** EXTRAIT À LIRE **
————————

Les années se passent, le peintre et le directeur d’hôpital voisinent, comme par le passé. Un matin, le directeur arrive chez Giraud, tout bouleversé : « Vous vous rappelez mon histoire de la sœur de Balzac, hein ?… Vous ne savez pas ce qui vient de m’arriver ?… Balzac m’a fait demander aujourd’hui… Je l’ai trouvé mourant, ainsi que les journaux l’annonçaient : “Monsieur, s’est-il écrié, en me voyant, je vous ai dit que cette femme pour laquelle vous êtes venu me demander un cercueil, n’était pas ma sœur, c’est moi qui ai menti. J’ai voulu vous avouer cela, avant de mourir.”[1] »

Dimanche 8 février. — Ce soir, en dînant chez Flaubert, Alphonse Daudet nous racontait son enfance, une enfance hâtive et trouble. Elle s’est passée au milieu d’une maison sans argent, sous un père changeant tous les jours d’industrie et de commerce, dans le brouillard éternel de cette ville de Lyon, déjà abominée par cette jeune nature amou-

  1. Le récit a un caractère de vérité, mais quelle est cette sœur, dont les biographes ne parlent pas ? Est-ce une sœur naturelle ? Ne serait-ce pas plutôt une belle-sœur ? — La véracité de mon récit a été confirmée par un article d’Arsène Houssaye, dans le Figaro et l’Écho de Paris.

————————

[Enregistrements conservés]
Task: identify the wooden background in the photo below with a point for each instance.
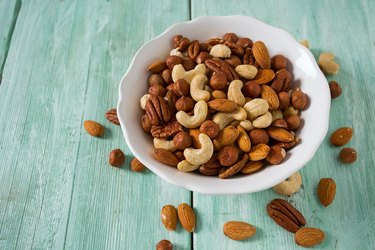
(61, 62)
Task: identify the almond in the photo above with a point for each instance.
(341, 136)
(268, 94)
(261, 55)
(93, 128)
(280, 134)
(326, 191)
(222, 105)
(309, 237)
(186, 216)
(169, 217)
(259, 152)
(238, 230)
(166, 157)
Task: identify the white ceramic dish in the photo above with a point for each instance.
(305, 70)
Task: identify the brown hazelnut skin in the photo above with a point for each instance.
(210, 128)
(299, 99)
(348, 155)
(184, 103)
(218, 81)
(335, 89)
(182, 140)
(278, 62)
(251, 89)
(157, 90)
(293, 121)
(227, 156)
(258, 136)
(284, 99)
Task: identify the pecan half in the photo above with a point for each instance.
(285, 215)
(166, 130)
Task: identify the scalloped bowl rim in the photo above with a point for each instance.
(241, 184)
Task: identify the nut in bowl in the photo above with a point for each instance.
(241, 111)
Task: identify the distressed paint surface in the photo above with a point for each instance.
(63, 66)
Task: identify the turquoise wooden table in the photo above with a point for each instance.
(61, 62)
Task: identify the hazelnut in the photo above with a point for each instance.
(182, 140)
(335, 89)
(251, 89)
(116, 158)
(167, 76)
(218, 81)
(210, 128)
(293, 121)
(171, 61)
(227, 156)
(184, 103)
(284, 99)
(146, 124)
(188, 63)
(157, 90)
(245, 42)
(348, 155)
(230, 37)
(278, 62)
(136, 165)
(258, 136)
(155, 79)
(164, 245)
(299, 99)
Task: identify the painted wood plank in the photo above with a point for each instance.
(8, 15)
(344, 28)
(58, 189)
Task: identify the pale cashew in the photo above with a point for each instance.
(165, 144)
(143, 101)
(176, 52)
(185, 166)
(223, 119)
(220, 50)
(263, 121)
(290, 186)
(200, 156)
(179, 72)
(256, 107)
(194, 121)
(235, 93)
(197, 91)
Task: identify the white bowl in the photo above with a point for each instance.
(305, 70)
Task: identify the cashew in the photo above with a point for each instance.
(185, 166)
(277, 114)
(143, 100)
(263, 121)
(290, 186)
(247, 71)
(256, 107)
(220, 50)
(197, 85)
(202, 155)
(234, 92)
(176, 52)
(194, 121)
(179, 72)
(223, 119)
(165, 144)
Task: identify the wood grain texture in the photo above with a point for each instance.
(64, 65)
(344, 28)
(8, 16)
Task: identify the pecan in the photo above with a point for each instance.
(157, 110)
(232, 170)
(285, 215)
(166, 130)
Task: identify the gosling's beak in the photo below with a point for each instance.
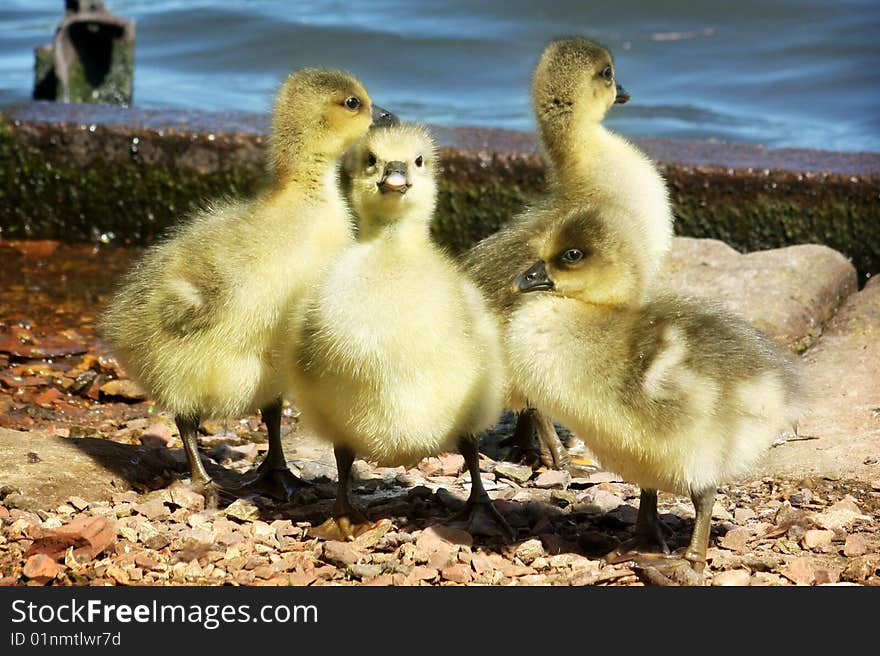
(532, 279)
(382, 116)
(395, 178)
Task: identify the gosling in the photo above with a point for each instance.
(197, 321)
(672, 394)
(397, 357)
(573, 87)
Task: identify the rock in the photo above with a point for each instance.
(40, 348)
(94, 469)
(861, 568)
(157, 436)
(826, 575)
(720, 512)
(513, 472)
(733, 577)
(39, 248)
(341, 554)
(787, 292)
(183, 496)
(600, 501)
(152, 509)
(482, 562)
(801, 498)
(125, 389)
(364, 571)
(841, 417)
(78, 502)
(736, 539)
(443, 538)
(457, 573)
(421, 573)
(451, 464)
(559, 478)
(370, 537)
(841, 515)
(89, 536)
(742, 515)
(41, 567)
(529, 550)
(242, 509)
(312, 471)
(816, 538)
(855, 545)
(801, 570)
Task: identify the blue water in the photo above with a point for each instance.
(775, 72)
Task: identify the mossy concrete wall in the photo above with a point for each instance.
(113, 180)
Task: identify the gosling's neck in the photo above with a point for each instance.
(304, 163)
(573, 150)
(313, 176)
(413, 229)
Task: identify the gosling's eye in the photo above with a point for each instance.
(572, 255)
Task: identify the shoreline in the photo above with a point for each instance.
(105, 173)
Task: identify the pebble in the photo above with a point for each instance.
(801, 570)
(341, 554)
(512, 471)
(736, 539)
(600, 501)
(41, 567)
(125, 389)
(733, 577)
(855, 545)
(242, 509)
(558, 478)
(152, 509)
(841, 515)
(529, 550)
(457, 573)
(816, 538)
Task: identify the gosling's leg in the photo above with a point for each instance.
(201, 480)
(553, 454)
(347, 522)
(686, 569)
(649, 532)
(478, 501)
(696, 551)
(274, 478)
(523, 438)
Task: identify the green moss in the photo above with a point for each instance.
(44, 194)
(124, 191)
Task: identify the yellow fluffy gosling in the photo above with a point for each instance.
(672, 394)
(397, 357)
(573, 87)
(196, 321)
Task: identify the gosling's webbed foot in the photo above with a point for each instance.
(343, 528)
(522, 442)
(635, 548)
(214, 493)
(481, 517)
(656, 569)
(553, 452)
(275, 482)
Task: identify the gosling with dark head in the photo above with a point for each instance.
(671, 393)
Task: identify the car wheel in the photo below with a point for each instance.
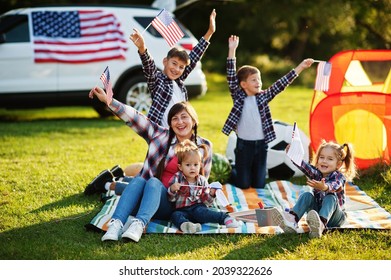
(135, 93)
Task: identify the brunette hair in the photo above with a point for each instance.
(245, 71)
(182, 55)
(178, 107)
(344, 153)
(187, 148)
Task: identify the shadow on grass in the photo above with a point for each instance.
(66, 238)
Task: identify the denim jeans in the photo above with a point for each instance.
(329, 210)
(250, 164)
(197, 213)
(144, 200)
(120, 186)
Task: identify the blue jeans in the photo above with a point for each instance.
(120, 186)
(197, 213)
(144, 200)
(329, 210)
(250, 164)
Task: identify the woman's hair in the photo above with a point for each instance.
(182, 55)
(344, 153)
(187, 148)
(177, 108)
(245, 71)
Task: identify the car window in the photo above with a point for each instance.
(145, 21)
(15, 28)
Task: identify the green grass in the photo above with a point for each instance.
(48, 156)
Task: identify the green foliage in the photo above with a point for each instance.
(48, 157)
(221, 169)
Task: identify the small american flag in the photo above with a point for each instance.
(323, 76)
(296, 150)
(76, 36)
(105, 78)
(167, 27)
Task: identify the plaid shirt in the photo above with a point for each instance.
(161, 87)
(262, 98)
(187, 196)
(156, 137)
(335, 182)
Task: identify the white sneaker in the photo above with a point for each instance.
(189, 227)
(316, 225)
(114, 231)
(231, 222)
(134, 231)
(285, 221)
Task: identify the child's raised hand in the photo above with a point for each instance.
(212, 21)
(306, 63)
(98, 92)
(138, 40)
(212, 26)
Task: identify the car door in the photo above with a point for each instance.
(18, 71)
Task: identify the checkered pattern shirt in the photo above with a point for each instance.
(156, 137)
(335, 182)
(262, 98)
(161, 87)
(187, 196)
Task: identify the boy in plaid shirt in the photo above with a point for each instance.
(250, 117)
(167, 86)
(191, 192)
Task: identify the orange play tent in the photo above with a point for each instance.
(357, 106)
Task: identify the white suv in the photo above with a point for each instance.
(28, 79)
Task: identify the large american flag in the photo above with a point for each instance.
(105, 78)
(77, 36)
(167, 27)
(323, 76)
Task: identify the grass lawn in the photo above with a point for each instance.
(48, 156)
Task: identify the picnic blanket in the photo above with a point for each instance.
(362, 211)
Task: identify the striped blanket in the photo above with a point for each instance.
(362, 211)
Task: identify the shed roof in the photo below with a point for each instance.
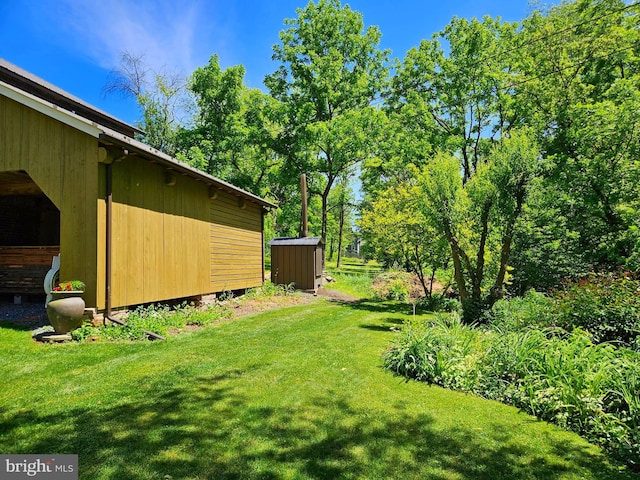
(108, 129)
(310, 241)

————————

** CONSIGNE 1 **
Citez, dans l'extrait à lire, le passage qui s'ouvre sur les mots contenant « Dimanche 8 février. » et se clôt sur « l’Écho de Paris. ».
** CONSIGNE 2 **
Répondez brièvement à ces questions sur l'extrait à lire.
(a) Qu'était venu demander le directeur d'hôpital à Balzac pour la femme qu'il croyait sa sœur ?
(b) Chez qui Alphonse Daudet racontait-il son enfance le dimanche 8 février ?
(c) Dans quels journaux a paru l'article d'Arsène Houssaye qui a confirmé le récit ?

** RÉPONSE ATTENDUE 1 **
Dimanche 8 février. — Ce soir, en dînant chez Flaubert, Alphonse Daudet nous racontait son enfance, une enfance hâtive et trouble. Elle s’est passée au milieu d’une maison sans argent, sous un père changeant tous les jours d’industrie et de commerce, dans le brouillard éternel de cette ville de Lyon, déjà abominée par cette jeune nature amou-

  1. Le récit a un caractère de vérité, mais quelle est cette sœur, dont les biographes ne parlent pas ? Est-ce une sœur naturelle ? Ne serait-ce pas plutôt une belle-sœur ? — La véracité de mon récit a été confirmée par un article d’Arsène Houssaye, dans le Figaro et l’Écho de Paris.

** RÉPONSE ATTENDUE 2 **
(a) Un cercueil.
(b) Chez Flaubert.
(c) Dans le Figaro et l'Écho de Paris.